[Excerpts of labeled region data]
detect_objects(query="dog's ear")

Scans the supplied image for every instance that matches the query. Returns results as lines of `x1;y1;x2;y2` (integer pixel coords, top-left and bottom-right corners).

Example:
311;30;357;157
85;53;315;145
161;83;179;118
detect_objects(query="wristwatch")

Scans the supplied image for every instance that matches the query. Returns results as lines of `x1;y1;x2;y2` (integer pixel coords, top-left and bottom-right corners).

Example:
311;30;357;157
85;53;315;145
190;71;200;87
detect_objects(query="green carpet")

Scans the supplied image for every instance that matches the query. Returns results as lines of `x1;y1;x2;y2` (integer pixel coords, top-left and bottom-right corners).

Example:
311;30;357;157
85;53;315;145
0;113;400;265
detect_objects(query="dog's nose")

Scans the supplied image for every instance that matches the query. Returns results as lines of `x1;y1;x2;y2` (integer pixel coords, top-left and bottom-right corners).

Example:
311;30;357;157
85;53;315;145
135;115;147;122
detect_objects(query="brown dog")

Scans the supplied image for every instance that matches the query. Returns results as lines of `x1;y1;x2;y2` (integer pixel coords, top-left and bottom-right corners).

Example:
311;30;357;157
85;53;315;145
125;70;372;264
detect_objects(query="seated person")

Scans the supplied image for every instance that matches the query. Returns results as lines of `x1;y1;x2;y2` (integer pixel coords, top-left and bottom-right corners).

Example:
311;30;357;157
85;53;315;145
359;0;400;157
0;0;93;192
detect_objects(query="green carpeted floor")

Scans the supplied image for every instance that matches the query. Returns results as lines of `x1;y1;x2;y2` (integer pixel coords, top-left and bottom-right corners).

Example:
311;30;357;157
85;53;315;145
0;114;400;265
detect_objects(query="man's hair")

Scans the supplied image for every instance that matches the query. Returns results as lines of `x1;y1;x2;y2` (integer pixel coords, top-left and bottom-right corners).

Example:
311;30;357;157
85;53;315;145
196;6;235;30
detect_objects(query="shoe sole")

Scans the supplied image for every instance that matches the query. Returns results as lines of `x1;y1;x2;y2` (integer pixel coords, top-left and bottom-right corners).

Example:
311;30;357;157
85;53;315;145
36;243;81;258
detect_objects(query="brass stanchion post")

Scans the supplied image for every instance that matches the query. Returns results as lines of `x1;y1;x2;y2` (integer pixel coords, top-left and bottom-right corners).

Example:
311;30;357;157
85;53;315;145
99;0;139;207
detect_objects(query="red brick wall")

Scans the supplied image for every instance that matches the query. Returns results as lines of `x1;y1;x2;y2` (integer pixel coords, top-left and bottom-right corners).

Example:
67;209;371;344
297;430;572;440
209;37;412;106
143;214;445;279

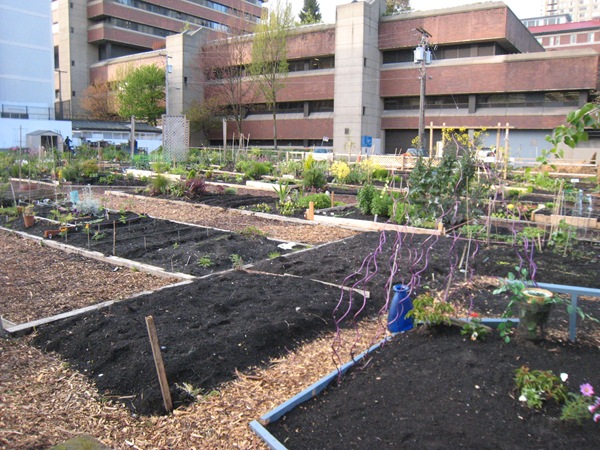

YOUR GOAL:
Convert the entries above into a JSON list of strings with one string per line, skipping blank lines, and leave the pictures out of the answer.

THE ANSWER:
[
  "detect_objects(query=\"dog's ear\")",
  "Scans the supplied image for every instance that matches the query. Returns results as lines of `x1;y1;x2;y2` (integer pixel coords, top-left and bottom-right corners).",
  "Example:",
  "311;30;357;157",
  "85;53;315;145",
  "161;83;179;118",
  "detect_objects(query=\"wristwatch\")",
  "Scans the supplied image for every instance that matches the query. Returns results as lines of `x1;y1;x2;y2` (integer pixel coords, top-left and bottom-right corners).",
  "Example:",
  "311;30;357;157",
  "85;53;315;145",
  "190;71;200;87",
  "detect_objects(query=\"green carpet\")",
  "Scans the supplied image for every instance that matches the query. Returns results as lines of `x1;y1;x2;y2` (integer pixel coords, top-left and bottom-right corners).",
  "Example:",
  "311;30;357;157",
  "85;53;315;145",
  "0;113;400;265",
  "detect_objects(query=\"dog's nose\")",
  "Scans the supplied image for every instance that matches the query. Returns results as lines of `x1;y1;x2;y2` (integer pixel coords, top-left and bottom-right corners).",
  "Example:",
  "311;30;357;157",
  "85;53;315;145",
  "135;115;147;122",
  "detect_objects(query=\"brown dog\")",
  "Scans the supplied image for every instance that matches the query. Returns results as lines of `x1;y1;x2;y2` (integer pixel coords, top-left and bottom-right corners).",
  "Example:",
  "311;30;357;157",
  "85;53;315;145",
  "125;70;372;264",
  "detect_objects(query=\"seated person\")",
  "Scans the supplied image for every instance that matches the query. Returns results as lines of `x1;y1;x2;y2` (integer pixel coords, top-left and bottom-right corners).",
  "Example:",
  "311;30;357;157",
  "85;53;315;145",
  "359;0;400;157",
  "0;0;93;192",
  "detect_objects(query=\"green carpeted floor\")",
  "Scans the supplied image for every instance that matches the query. Returns results as lines of `x1;y1;x2;y2` (integer pixel coords, top-left and bottom-right corners).",
  "Example:",
  "311;30;357;157",
  "85;53;315;145",
  "0;114;400;265",
  "detect_objects(query=\"man's hair\")",
  "Scans the supplied image for every instance that matches the query. Returns results as lines of `x1;y1;x2;y2` (integer pixel coords, top-left and bottom-right corners).",
  "Example:",
  "311;30;357;157",
  "85;53;315;145",
  "196;6;235;30",
  "detect_objects(query=\"shoe sole\")",
  "Scans the supplied image for every instance that matches the query. Returns results as lines of `x1;y1;x2;y2` (integer pixel coords, top-left and bottom-right corners).",
  "Example:",
  "311;30;357;157",
  "85;53;315;145",
  "36;243;81;258",
  "detect_objects(query=\"brass stanchion post\")",
  "Scans the supplied image for every instance that matches the query. Returns results as lines of `x1;y1;x2;y2` (integer pixel coords, top-left and bottom-right corners).",
  "Example:",
  "311;30;357;157",
  "85;53;315;145",
  "99;0;139;207",
  "detect_objects(query=\"red brick wall\")",
  "Scans the supplied image for every instance that matches the query. Returns results as lines of `x1;y1;x2;y2` (integer pixel coords, top-left and bottom-right corners).",
  "Example:",
  "67;209;371;344",
  "297;430;572;440",
  "209;37;412;106",
  "143;214;445;279"
]